_Brano di testo:_
★ ★ ★ ★
Oggi Gesù considera e illumina la realtà profonda dell’amore che unisce l’uomo e la donna, realtà che fin dal principio è chiamata ad essere segno privilegiato del mistero dell’Amore e della mistero stesso di Dio. Se per caso ne abbiamo il tempo, è oggi molto desiderabile ritornare ai primi tre capitoli di Genesi, che sono la grande fonte del mistero della nuzialità.
La sfrontata e assurda “parabola” proposta a Gesù dai Sadducei – “i quali dicono che non s’è risurrezione” (ver.27) – vuole mettere un interrogativo sulla condizione finale di questa donna che ha vissuto le vicende descritte ai vers.29-33. Questo viene confrontato con la disposizione della Legge mosaica secondo la quale il fratello di chi muore senza lasciare figli deve sposare la vedova del fratello perché questi possa in qualche modo “vivere” nei figli che non ha avuto. Chi muore, infatti, secondo la Legge “vive” nella sua discendenza. Per questo c’è questa disposizione della Legge.
Ma oggi Gesù rivela che la norma era transitoria nell’attesa della venuta del Messia e della pienezza di grazia che Egli avrebbe portato. Perciò “quelli che sono giudicati degni della vita futura e della risurrezione dai morti, non prendono né moglie né marito: infatti non possono più morire, perché sono uguali agli angeli e, poiché sono figli della risurrezione, sono figli di Dio”(vers.35-36). Infatti, quando si ascolta e si proclama la Parola che dice essere “il Signore Dio di Abramo, Dio di Isacco e Dio di Giacobbe” parla di loro non come morti , ma come vivi. Infatti, “Dio non è dei morti, ma dei viventi; perché tutti vivono per lui”(ver.38).
Per questo, l’unione d’amore dell’uomo e della donna è “segno”! E’ segno dell’amore che unisce Dio ad ognuno dei suoi figli. Essendo “segno” di tale comunione d’amore, è chiamato a compiersi e a pienificarsi nella realtà suprema dell’unione di ciascuno e di tutti con Dio. Le nozze umane sono il segno forte delle nozze divine, cioè di quella comunione piena con Dio ci cui le nozze umane sono segno. Segno verso quella condizione suprema nella quale “non prendono né moglie né marito”, perché saremo tutti nella pienezza dell’amore. Nella comunione piena con Dio.
★ ★ ★ ★
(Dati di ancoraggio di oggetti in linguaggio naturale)
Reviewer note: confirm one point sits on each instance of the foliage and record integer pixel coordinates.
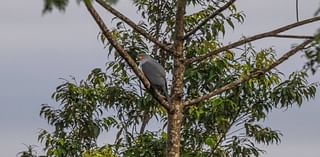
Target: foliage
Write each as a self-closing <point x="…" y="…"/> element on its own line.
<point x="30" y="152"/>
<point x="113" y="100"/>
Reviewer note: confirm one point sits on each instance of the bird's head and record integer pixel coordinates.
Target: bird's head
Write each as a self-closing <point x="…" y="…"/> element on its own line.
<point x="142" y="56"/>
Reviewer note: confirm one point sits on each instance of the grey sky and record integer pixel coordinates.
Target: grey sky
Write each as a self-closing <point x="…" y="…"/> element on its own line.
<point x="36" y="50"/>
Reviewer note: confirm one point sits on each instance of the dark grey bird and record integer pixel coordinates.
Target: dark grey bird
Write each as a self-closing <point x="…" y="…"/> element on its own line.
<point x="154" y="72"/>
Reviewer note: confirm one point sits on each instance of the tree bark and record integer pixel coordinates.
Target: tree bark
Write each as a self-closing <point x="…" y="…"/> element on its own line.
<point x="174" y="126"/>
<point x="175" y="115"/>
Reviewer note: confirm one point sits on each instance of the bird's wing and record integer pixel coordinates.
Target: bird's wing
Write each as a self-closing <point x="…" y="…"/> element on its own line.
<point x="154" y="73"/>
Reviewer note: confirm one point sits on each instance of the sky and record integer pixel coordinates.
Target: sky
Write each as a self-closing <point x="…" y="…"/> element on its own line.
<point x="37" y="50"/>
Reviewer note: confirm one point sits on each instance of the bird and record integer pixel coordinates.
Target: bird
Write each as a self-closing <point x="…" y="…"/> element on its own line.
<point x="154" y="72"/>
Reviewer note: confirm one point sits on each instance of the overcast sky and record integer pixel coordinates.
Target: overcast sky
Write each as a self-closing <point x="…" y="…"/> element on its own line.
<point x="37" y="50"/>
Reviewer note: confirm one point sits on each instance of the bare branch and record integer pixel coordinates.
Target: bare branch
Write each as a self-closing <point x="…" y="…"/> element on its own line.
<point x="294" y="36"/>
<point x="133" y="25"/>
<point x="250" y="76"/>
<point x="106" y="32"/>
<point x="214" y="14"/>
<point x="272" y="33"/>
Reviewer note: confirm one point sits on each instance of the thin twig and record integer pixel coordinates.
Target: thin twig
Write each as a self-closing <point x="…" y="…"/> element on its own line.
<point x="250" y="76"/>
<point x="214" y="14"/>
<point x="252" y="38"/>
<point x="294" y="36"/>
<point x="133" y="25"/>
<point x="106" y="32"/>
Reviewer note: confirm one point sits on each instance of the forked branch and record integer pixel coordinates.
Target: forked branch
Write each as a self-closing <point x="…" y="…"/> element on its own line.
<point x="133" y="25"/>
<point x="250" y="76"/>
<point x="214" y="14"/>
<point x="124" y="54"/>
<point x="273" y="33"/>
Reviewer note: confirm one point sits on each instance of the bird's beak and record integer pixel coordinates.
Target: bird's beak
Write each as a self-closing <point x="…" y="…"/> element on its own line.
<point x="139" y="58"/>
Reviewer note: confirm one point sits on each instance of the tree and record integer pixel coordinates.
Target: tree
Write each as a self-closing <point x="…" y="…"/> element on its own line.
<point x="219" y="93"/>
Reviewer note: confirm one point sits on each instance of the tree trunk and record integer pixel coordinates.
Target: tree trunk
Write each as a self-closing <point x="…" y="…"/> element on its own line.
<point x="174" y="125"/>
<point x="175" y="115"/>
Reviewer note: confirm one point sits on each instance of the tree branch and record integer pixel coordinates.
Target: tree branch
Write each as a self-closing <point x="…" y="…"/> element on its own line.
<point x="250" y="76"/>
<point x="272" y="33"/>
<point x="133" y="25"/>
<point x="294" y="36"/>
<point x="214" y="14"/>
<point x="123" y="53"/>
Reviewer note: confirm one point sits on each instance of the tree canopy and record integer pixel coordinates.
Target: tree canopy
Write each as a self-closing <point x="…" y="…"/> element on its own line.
★ ★ ★ ★
_Compiti richiesti:_
(A) Rispondi alle seguenti domande sul commento:
(i) A quali capitoli della Genesi il commento invita a ritornare?
(ii) Secondo la Legge, in che cosa "vive" chi muore?
(iii) Secondo la citazione del versetto 38, di chi Dio non è?
(B) Ricopia fedelmente la parte del commento che si apre con le parole "La sfrontata e" e si chiude con "disposizione della Legge.".
(C) Scrivi il seguito del commento sulla risurrezione e sull'unione tra l'uomo e la donna, partendo dopo la sua ultima frase.
I dati costituiscono un materiale a sé, distinto dal commento.

_Risultati dell'esercizio:_
(A)
(i) Ai primi tre capitoli della Genesi.
(ii) Nella sua discendenza.
(iii) Dei morti.

(B)
La sfrontata e assurda “parabola” proposta a Gesù dai Sadducei – “i quali dicono che non s’è risurrezione” (ver.27) – vuole mettere un interrogativo sulla condizione finale di questa donna che ha vissuto le vicende descritte ai vers.29-33. Questo viene confrontato con la disposizione della Legge mosaica secondo la quale il fratello di chi muore senza lasciare figli deve sposare la vedova del fratello perché questi possa in qualche modo “vivere” nei figli che non ha avuto. Chi muore, infatti, secondo la Legge “vive” nella sua discendenza. Per questo c’è questa disposizione della Legge.

(C)
Lascio a ciascuno di noi la riflessione sull’opportunità forse di porre una distinzione tra le “nozze” intese come “segno” dell’Amore di Dio e il “prendere moglie e marito” che di tali nozze è il segno. E lascio la riflessione su come ogni vincolo di amore inteso come radicale diversità e opposizione al regime di Caino per il quale il fratello dà la morte al fratello, sia in ogni modo un “segno” di tale pienezza dell’amore che Gesù è venuto a donare all’intera umanità.
Dio ti benedica. E tu benedicimi. Tuo. Giovanni.
Il commento 2007:
https://www.famigliedellavisitazione.it/lc-2027-40.html
Saremo come “angeli del cielo”: non vuol dire però che saremo “spiritualizzati”; non sarà cancellata la realtà materiale che ora fa parte essenziale della nostra esistenza. Potrebbe essere felice un pittore senza i suoi quadri, un artista senza le sue opere? Così si chiedeva anni fa un nostro prof. alla Gregoriana.- Come sarà la nostra vita? “La vita che perdura dopo la morte – spiegano Mateos e Camacho – non è un prolungamento della vita organica, dato che non è più soggetta alla morte. Procede direttamente da Dio”. Quello che è certo e consolante è che siamo e saremo comunque “figli della risurrezione e figli di Dio”. Poiché Lui è Dio di vivi e non di morti.